▸ **YOUR TASK**:
Write the next part of the travel post about hotels and restaurants in Diu, picking up after its last sentence.

▸ **TEXT PASSAGE**:
· · · · · · ·

Our first visit was to Apple Inn, which had garnered favorable online reviews. Although the room appeared tidy, the overall ambiance of the hotel left much to be desired. The view from the windows overlooked an empty plot, and the absence of even a nearby restaurant on its street was disheartening.
Our next stop was The Grand Highness, which also had positive feedback. This hotel exuded a more luxurious and well-maintained air, with professional staff and an expansive lobby that instantly put us at ease. The premium room was suitable for a short stay, but after some negotiation, we managed to secure an upgrade to the Presidential Suite, which was a significant improvement. It boasted balconies with a view of the sea, a comfortable seating area, two TVs, a separate luggage storage area, and a well-appointed bathroom.
The hotel also housed a restaurant, and moreover, the bustling Fort Road with a smattering of shops and eateries was conveniently within walking distance. However, it’s worth noting that the housekeeping standards were sloppy and half-arsed.
In hindsight, we were grateful to have chosen The Grand Highness over Apple Inn and the other hotels we had considered. As I will elaborate further in this blog, our experience in Diu revealed a dearth of things to do, leading us to spend a considerable amount of time in our room. Settling for subpar or underwhelming accommodation would have certainly dampened our overall trip to Diu. Funnily enough, when we were checking in and handing over our IDs, the receptionist was in disbelief when he saw ‘Goa’ on it. “Why did you come here from Goa? Diu has nothing that Goa lacks,” he said, shaking his head in disappointment. “There is absolutely nothing to do here but drink.”
Restaurants in Diu – where to eat and what to avoid
During our stay in Diu, we ate two dinners and one lunch. On our first evening, we opted to dine at the hotel’s restaurant on the ground floor – unfortunately, I can’t remember the name. While the restaurant provided a cozy ambiance and top-notch service, the food was blah. The Afghani chicken we ordered was bland and undercooked, with the gravy being the only saving grace. We also tried the Crispy Veg starter, which was decent. Throughout our stay at The Grand Highness, we observed the restaurant operating at near-full capacity for dinner and lunch. Additionally, we ordered room-service breakfast on both mornings, which met our expectations.
For lunch on the second day, we decided on O’Coqueiro based on its positive online reviews and also because we have a legendary O’Coquerio in Goa (no connection between the two). Unfortunately, the dining experience fell short of our expectations. Situated outdoors in the courtyard of a humble house, this no-frills restaurant had a simple decor, which was acceptable given that some of the best dining spots are unassuming.
However, I was put off when the owner took our order while he was sitting at another table, which came across as rather lazy/unhospitable- not something you see often at restaurants. We were not even offered water to drink, and his tone when speaking was slightly condescending. Though the fried fish and lime soda were really good, the “Portuguese Curry” was anything but Portuguese, despite its online acclaim. We left more than half of that watery, coconut-milk based curry untouched. We also tried a pasta dish that was disappointing and dry. While I hesitate to dissuade others from dining here, the limited dining options in Diu make that challenging.

· · · · · · ·

▸ **DATA SUPPLIED**:
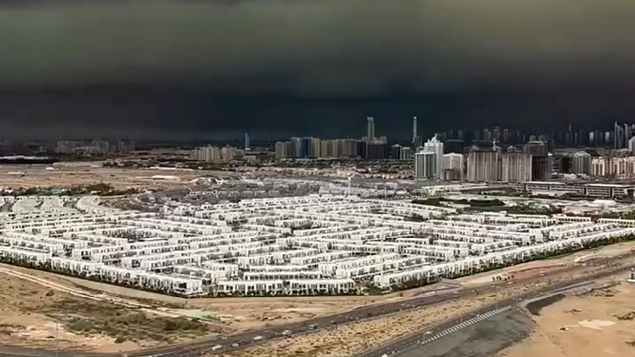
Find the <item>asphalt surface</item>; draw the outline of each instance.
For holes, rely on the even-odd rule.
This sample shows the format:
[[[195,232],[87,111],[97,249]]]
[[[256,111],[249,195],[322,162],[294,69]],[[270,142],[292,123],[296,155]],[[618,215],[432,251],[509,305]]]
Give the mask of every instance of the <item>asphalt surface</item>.
[[[593,265],[606,265],[606,263],[610,261],[611,259],[606,259],[606,260],[598,260],[594,262]],[[486,306],[471,314],[459,316],[437,327],[434,327],[432,328],[431,332],[433,333],[436,333],[438,331],[441,330],[443,328],[447,328],[458,325],[462,321],[474,317],[474,314],[485,314],[500,307],[513,306],[521,301],[535,298],[545,293],[570,288],[569,288],[570,286],[584,284],[589,280],[608,276],[615,274],[617,271],[621,271],[633,267],[635,267],[635,264],[631,264],[626,266],[622,266],[617,269],[613,267],[591,276],[584,276],[582,278],[553,284],[539,290],[529,292],[516,299],[499,301],[495,304]],[[500,282],[498,285],[504,285],[505,284],[506,282]],[[469,298],[470,296],[478,294],[483,290],[491,290],[493,288],[492,285],[488,285],[475,290],[461,290],[458,289],[456,286],[446,284],[443,287],[439,286],[439,288],[435,290],[434,292],[424,293],[404,301],[402,300],[396,302],[373,305],[338,314],[317,318],[302,322],[248,331],[229,336],[207,339],[197,342],[144,349],[128,352],[126,353],[98,354],[81,352],[56,352],[54,351],[40,351],[0,347],[0,357],[53,357],[55,356],[60,357],[118,357],[121,356],[127,356],[128,357],[196,357],[213,352],[220,353],[263,343],[276,339],[283,338],[285,336],[309,333],[317,330],[327,328],[344,323],[372,319],[382,315],[438,304],[460,297]],[[422,332],[417,332],[416,333],[402,339],[410,339],[409,340],[410,342],[417,341],[417,339],[420,339],[421,333]],[[404,349],[404,346],[412,346],[413,343],[411,343],[410,345],[408,344],[403,345],[400,344],[402,344],[401,340],[394,341],[379,349],[382,352],[378,354],[375,354],[375,351],[368,351],[361,356],[364,356],[364,357],[367,356],[381,357],[384,353],[401,351]]]
[[[444,337],[449,333],[455,333],[459,330],[469,327],[471,325],[470,323],[474,325],[487,320],[486,318],[479,318],[483,316],[491,318],[505,311],[515,309],[519,303],[529,299],[536,299],[541,296],[546,297],[551,296],[554,293],[560,295],[564,291],[582,288],[586,285],[593,284],[594,283],[593,280],[610,276],[616,272],[627,270],[631,267],[635,267],[635,264],[613,268],[592,275],[584,276],[576,279],[562,281],[542,289],[528,292],[513,298],[498,301],[468,314],[444,321],[439,325],[431,327],[427,331],[418,331],[411,335],[393,340],[378,349],[365,351],[358,354],[357,357],[399,356],[401,353],[412,349],[413,346],[432,342],[436,340]],[[470,322],[465,324],[465,321]],[[433,339],[429,340],[431,338]],[[421,354],[421,356],[424,355],[425,354]],[[469,353],[465,355],[472,356]]]
[[[391,357],[488,357],[525,338],[531,331],[531,317],[517,308],[497,314],[492,311],[479,319],[474,323],[464,321],[441,332],[442,337],[418,344]]]

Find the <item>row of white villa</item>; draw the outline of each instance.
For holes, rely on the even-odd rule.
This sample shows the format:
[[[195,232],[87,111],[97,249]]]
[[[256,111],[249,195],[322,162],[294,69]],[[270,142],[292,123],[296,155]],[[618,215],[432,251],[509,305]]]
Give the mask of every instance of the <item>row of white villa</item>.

· · · · · · ·

▸ **TASK RESULT**:
Our most memorable meal in Diu was at Hotel Ankur. Despite my initial skepticism about dining at restaurants named after random people, we were swayed by a friend’s review of the restaurant after their recent stay at the hotel. We were happy with our meal of butter chicken, prawns, honey chili potatoes, and butter garlic naan. The hotel has three seating sections – an outdoor lawn area with tacky music (possibly only on weekends – we went on Saturday, but our friend went on a weekday, and it didn’t have music then), indoor seating for bachelors who want to drink because that’s a large chunk of Diu’s tourism, and a cozy air-conditioned section catering to families.
It is true that most visitors to Diu primarily come to drink alcohol, as it is only served in Daman and Diu within Gujarat. So it’s natural, I guess, that there seems to be less emphasis on quality stays, dining experiences, and sightseeing. After all, why bother with all that when the main attraction is to drink yourself silly?
Things to do in Diu
Now, if you’ve been reading my blog or follow me on social media, you know that I have varied interests and am not one to sleep in all day or sit in my hotel room. I love exploring food and going to cafes and restaurants. I go on heritage walks and visit museums, go to the beach, and essentially see and do whatever there is to see and do. Sometimes, I shop – be it window shop at the mall or, better yet, buy souvenirs at a local market. I visit famous sights and monuments, I love clicking photos of architecture and people – and I’d even go to places of worship if I’m really looking for something to do. It’s rare for me to say that I’m bored when I travel. But in Diu – gosh, I was bored!!
Here’s everything you can do here – and you’ll need half a day, at max to do it all.
Visit the Diu Fort
The Diu Fort is a massive fort at the end of Fort Road, and it’s hard to miss. Since it is one of the 2-3 attractions in Diu and has free entry, it is visited by most tourists. Given that entry is free, I was surprised to see it so immaculately maintained – from the paint on the walls to the lawns, it looks in top shape. The fort is quite massive – I’d estimate it to be 4x of Aguada Fort in Goa but not even half the size of Amer Fort in Jaipur. There are buggies to get around, and for Rs. 50 per head, you can get dropped to the viewpoint at the very end and picked up from there, too.
There are several seating areas all over the fort, which was appreciated, especially since we didn’t take the buggy and decided to walk around – this proved to be very tiring. This Portuguese Fort has the Arabian Sea on one side and it was nice to wander around and wonder about the little chapel inside, the tombstones lying about, the barracks, the granary, the lighthouse, the jail complex, and the arms and ammunition.
Sit on the massive walls of Diu Fort, look out at the sea, and imagine the changes these walls have witnessed. From being built during the heyday of the spice trade in 1535 to protect the trade route, to fending off countless Mughal invaders through the centuries, to witnessing the end of Portuguese rule in 1961… wow! Today, these walls see hundreds of visitors and are the backdrop for Instagram photos – times have changed.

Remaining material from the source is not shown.